Point labeling dataset excerpts:
=====

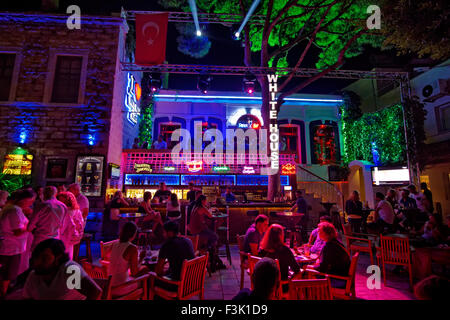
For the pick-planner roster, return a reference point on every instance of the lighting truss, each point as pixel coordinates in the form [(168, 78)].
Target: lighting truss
[(262, 71), (220, 18)]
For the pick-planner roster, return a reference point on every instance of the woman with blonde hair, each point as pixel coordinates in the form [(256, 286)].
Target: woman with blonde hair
[(73, 223), (272, 245)]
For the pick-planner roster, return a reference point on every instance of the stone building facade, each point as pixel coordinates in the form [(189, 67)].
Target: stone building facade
[(63, 93)]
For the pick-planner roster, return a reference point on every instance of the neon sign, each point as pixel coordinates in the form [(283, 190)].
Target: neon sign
[(131, 101), (288, 168), (248, 170), (194, 166), (273, 116), (221, 169), (142, 167)]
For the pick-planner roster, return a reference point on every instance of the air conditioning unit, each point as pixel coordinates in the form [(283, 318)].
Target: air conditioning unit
[(435, 90)]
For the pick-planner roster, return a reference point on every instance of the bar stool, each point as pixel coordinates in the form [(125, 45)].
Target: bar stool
[(252, 213), (87, 237)]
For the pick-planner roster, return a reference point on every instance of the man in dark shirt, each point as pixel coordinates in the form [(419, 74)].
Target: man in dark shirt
[(176, 249), (255, 233), (302, 207), (162, 193), (265, 282)]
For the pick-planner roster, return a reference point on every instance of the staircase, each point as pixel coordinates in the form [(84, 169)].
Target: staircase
[(315, 190)]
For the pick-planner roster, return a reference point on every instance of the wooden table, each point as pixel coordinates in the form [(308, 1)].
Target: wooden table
[(132, 215)]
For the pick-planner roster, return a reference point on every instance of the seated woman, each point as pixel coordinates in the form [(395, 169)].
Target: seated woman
[(173, 207), (272, 246), (72, 228), (124, 260), (153, 217), (334, 258), (199, 224)]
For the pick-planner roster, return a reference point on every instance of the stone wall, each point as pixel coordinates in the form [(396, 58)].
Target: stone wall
[(52, 129)]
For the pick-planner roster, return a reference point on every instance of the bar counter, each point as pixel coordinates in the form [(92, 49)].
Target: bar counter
[(239, 221)]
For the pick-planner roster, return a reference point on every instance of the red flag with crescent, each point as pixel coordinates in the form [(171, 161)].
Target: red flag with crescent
[(151, 34)]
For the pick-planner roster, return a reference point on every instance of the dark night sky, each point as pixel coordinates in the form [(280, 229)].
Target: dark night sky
[(224, 50)]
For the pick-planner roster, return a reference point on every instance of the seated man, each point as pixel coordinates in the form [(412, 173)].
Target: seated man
[(265, 281), (51, 273), (255, 233), (176, 249), (334, 258), (315, 241)]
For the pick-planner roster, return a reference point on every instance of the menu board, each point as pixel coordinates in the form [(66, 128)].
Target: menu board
[(89, 174), (18, 164)]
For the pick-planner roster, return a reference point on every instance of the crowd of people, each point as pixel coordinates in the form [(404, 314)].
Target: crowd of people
[(29, 218)]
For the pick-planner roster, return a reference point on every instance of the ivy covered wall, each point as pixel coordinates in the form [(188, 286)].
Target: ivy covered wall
[(377, 137)]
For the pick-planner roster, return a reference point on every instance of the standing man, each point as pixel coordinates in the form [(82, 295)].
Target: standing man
[(427, 193), (255, 233), (47, 221), (302, 207), (160, 144), (418, 196), (191, 193), (83, 202)]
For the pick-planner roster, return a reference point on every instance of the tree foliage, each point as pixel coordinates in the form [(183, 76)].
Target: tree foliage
[(189, 43), (382, 130), (420, 27)]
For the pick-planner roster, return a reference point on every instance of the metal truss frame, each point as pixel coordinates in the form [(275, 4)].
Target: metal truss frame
[(186, 17)]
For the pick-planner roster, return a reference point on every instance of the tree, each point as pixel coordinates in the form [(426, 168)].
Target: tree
[(419, 27), (337, 28)]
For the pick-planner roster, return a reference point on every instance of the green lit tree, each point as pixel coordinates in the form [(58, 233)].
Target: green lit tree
[(337, 28), (419, 27)]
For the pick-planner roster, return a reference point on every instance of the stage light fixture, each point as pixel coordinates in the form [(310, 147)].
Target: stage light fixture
[(204, 83), (249, 83)]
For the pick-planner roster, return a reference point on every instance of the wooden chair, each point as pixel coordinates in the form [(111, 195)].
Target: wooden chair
[(349, 292), (395, 251), (310, 289), (252, 260), (191, 283), (194, 240), (358, 242), (244, 257), (100, 275)]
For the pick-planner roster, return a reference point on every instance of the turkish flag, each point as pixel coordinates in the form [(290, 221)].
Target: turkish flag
[(151, 34)]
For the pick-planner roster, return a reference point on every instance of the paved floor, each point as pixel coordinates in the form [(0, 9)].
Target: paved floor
[(224, 284)]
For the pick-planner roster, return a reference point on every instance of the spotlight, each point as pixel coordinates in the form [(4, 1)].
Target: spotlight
[(204, 82), (249, 82), (155, 82)]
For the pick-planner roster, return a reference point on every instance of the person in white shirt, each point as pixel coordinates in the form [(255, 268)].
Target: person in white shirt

=====

Change "pick-planner roster" to "site survey log" throughout the records and write the lines out again with nothing else altered. Leave the pictures out.

For the site survey log, return a reference point on every instance of the lighting truss, each point as pixel coordinates in the form [(168, 78)].
Target: lighting truss
[(262, 71), (220, 18)]
For the site survey log, return a reference point on every instance of the woman with blonde hair, each point as pixel coordinates in the form [(256, 286)].
Target: woman with blonde hair
[(73, 223), (272, 245)]
For the site survey log, return a reference point on every instance of the stone building facade, each point as pixel coordinates in the form [(189, 67)].
Target: stone building facade
[(63, 93)]
For the site survey log, return a reference point on every instance of the neon sign, each point as pixel coordinates in the form [(283, 190)].
Target: neon sign
[(131, 101), (288, 168), (248, 170), (194, 166), (273, 116), (221, 169), (142, 167)]
For the site survey log, return a reference point on every instance of the air conditioning unit, each point as pixel coordinates in the form [(283, 318)].
Target: air conditioning unit
[(435, 90)]
For the site survey log, return a reference point on every instance of the bar stool, each point as pixel coordinates in the form [(125, 45)].
Target: bar stool
[(252, 213), (87, 237)]
For the site survey log, return a reference point on every instance of the man in dark shirt, each point as pixel coordinates in the form [(419, 74)].
Target: man in dark shirt
[(176, 249), (255, 233), (302, 207), (162, 193), (265, 282)]
For the site survey log, return a reference point on every instance of the staircase, each point as pixel coordinates in the form [(84, 169)].
Target: staircase
[(315, 190)]
For the site survey log, return a reference point on every instance of the wooden table, each point as pixel coordinates in the form [(308, 1)].
Target: wooden table
[(132, 215)]
For the site survey log, return a reference point on every instance of the seated woman, each point as pixel coordinates in the form [(395, 169)].
Target: seated woman
[(173, 207), (272, 246), (72, 228), (124, 260), (153, 217), (334, 258), (199, 224)]
For the site survey log, return a reference point on every instance of the stone wall, each point as pixel coordinates in the form [(396, 58)].
Target: stone wall
[(52, 129)]
For the site survey log, return a reference point on every instance of the bar counter, each point as pixel coordinates in the form [(92, 49)].
Target: bar counter
[(239, 221)]
For the site survey log, return a reference point on every instance of the red flag with crescent, each point as pixel coordinates in the form [(171, 161)].
Target: red flag with crescent
[(151, 34)]
For the site survey log, return a reference point on every instance of the dark night sky, each point as pixel coordinates in the form [(280, 229)].
Target: dark night sky
[(224, 50)]
For the site survey log, return a reference point on every instance of the seated man, each point as pixel coordinates in the form [(412, 173)].
Target: seated man
[(265, 281), (51, 273), (255, 233), (176, 249), (334, 258), (315, 241)]
For the site survey log, return a reference point on every instance of the menu board, each point as pixel coordinates in the form [(66, 128)].
Target: menu board
[(89, 174), (18, 164)]
For the site survey log, return a reference point on every instance of the crowd of people, each point as pixel coordinates in the form [(404, 314)].
Target: crowd of people
[(29, 218)]
For the site survey log, return a reference point on every instance of the ivy covered wall, each point as pixel coordinates in the form [(188, 286)].
Target: ivy covered wall
[(377, 137)]
For the site survey log, return a reference point on every instance of the standing man, each point as pixel coordinates in the form [(82, 295)].
Target: standing man
[(427, 193), (255, 233), (47, 221), (302, 207), (160, 144), (418, 196), (191, 193), (83, 202)]
For the site survey log, return a reference point on every instance of the tree foliage, each point as pixel coordinates in the form [(183, 76)].
Target: tree foliage
[(189, 43), (382, 130), (420, 27)]
For the site survey log, return a reference point on every instance of the metal truss frame, each point as pixel coordinates in the form [(275, 4)].
Target: metal truss frame
[(186, 17)]
For the site survey log, return a reference point on every instance of the tree, each point as pixel coordinates in the form [(426, 168)].
Target: tree
[(419, 27), (337, 28)]
For the site survey log, return a reference point on every instance of the green lit tree, each point as pixel coordinates in the form [(58, 233)].
Target: green lit tree
[(337, 28), (419, 27)]
For the site survey log, return a reference point on every instance of the stage light fixture, each point as pixel coordinates in the form [(310, 147)].
Target: stage light fixture
[(204, 83), (249, 83)]
For the site survey log, return a reference point on every instance of the wooden chair, each point as pixel coordinates in the form [(111, 195)].
Target: wooden chair
[(349, 292), (395, 251), (310, 289), (252, 260), (191, 283), (194, 240), (358, 242), (244, 257), (100, 275)]
For the site survey log, return a reference point on every instance of the turkish flag, each point as pixel coordinates in the form [(290, 221)].
Target: turkish flag
[(151, 34)]
For the site survey log, return a reference point on every instance of the paved floor, each point as pixel coordinates in the form [(0, 9)].
Target: paved floor
[(224, 284)]
For the site survey log, return a reference point on every instance of the spotlight, each point as pixel coordinates in the form [(4, 1)].
Target: spotlight
[(204, 82), (249, 82), (155, 82)]
For the site survey log, return a reference point on every instance of the person in white shirt, each point as pixel coordinates in the form [(255, 268)].
Target: person in white shirt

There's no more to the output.